◆ What is needed ◆
Reproduce the passage on hospital waste word for word, between "They need to" and "about the food?", inclusive.

◆ Passage provided ◆
# # # # # # #
This is where your money is going
What are we doing about it?
For sixty years, Waste Management, has been providing removal of bio hazard materials and either recycling the plastics, such as bags that medication has been in, as well as needles.
But is only taking care of the recycled things enough? No. We have to start thinking with numbers in our minds in order for this wasteful medical society to stop throwing away dollars.
They need to be held accountable for the outrageous amounts of medical supplies that are being thrown away.
Some type of organization needs to get involved whether it be Joint Commission or ACHA and get hospitals and doctors offices to stop abusing products. This is one reason why there are more patients to each nurse because the more then a quarter is spent on supplies. So patients have to suffer because of employees waste.
Do you think hospitals should be monitored for waste?
What about the food?
On any given day, at the hospital I work at, about 75% of the patients complain about the food. So what is done? Nothing. The trays are sent back to the kitchen, untouched and thrown in the garbage. Even milk that has never been opened. Why? Because anything that comes out of a patients room is considered dirty.
If they want to throw the stuff away, put it outside for the stray cat's to eat. I am sure they would love the carrots and broccoli that are served 7 days a week. NOT!
# # # # # # #
◆ Natural-language object grounding data ◆
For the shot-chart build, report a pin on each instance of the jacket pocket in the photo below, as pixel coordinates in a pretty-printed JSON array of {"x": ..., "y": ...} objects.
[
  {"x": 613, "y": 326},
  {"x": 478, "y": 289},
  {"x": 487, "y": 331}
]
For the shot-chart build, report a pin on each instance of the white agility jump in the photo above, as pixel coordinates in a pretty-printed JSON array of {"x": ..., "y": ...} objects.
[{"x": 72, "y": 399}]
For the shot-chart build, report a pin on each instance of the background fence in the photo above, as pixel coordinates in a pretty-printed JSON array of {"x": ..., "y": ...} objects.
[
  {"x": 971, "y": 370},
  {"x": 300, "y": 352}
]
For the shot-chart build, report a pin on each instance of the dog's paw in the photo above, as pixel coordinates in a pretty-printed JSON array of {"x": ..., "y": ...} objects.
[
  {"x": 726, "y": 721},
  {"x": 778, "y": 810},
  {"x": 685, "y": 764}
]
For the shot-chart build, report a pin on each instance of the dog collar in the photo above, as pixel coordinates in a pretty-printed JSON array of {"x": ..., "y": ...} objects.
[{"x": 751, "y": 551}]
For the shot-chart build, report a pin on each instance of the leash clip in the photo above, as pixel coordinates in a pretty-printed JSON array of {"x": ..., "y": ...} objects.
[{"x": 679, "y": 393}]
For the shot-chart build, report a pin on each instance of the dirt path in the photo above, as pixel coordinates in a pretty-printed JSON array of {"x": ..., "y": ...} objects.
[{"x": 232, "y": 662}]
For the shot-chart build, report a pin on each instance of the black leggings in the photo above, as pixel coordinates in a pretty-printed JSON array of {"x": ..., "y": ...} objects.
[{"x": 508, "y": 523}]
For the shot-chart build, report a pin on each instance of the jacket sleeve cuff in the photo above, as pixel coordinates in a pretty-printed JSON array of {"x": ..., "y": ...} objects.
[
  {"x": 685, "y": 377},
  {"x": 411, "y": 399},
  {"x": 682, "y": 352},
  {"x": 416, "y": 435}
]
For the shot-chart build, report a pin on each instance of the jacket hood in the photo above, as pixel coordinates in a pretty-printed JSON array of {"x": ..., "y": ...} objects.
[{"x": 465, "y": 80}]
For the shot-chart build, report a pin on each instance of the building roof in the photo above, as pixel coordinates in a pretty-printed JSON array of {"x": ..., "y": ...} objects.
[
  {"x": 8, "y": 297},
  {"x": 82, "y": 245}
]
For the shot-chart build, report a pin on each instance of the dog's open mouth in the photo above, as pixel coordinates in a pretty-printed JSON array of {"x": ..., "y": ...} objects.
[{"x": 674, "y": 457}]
# # # # # # #
◆ Answer space ◆
They need to be held accountable for the outrageous amounts of medical supplies that are being thrown away.
Some type of organization needs to get involved whether it be Joint Commission or ACHA and get hospitals and doctors offices to stop abusing products. This is one reason why there are more patients to each nurse because the more then a quarter is spent on supplies. So patients have to suffer because of employees waste.
Do you think hospitals should be monitored for waste?
What about the food?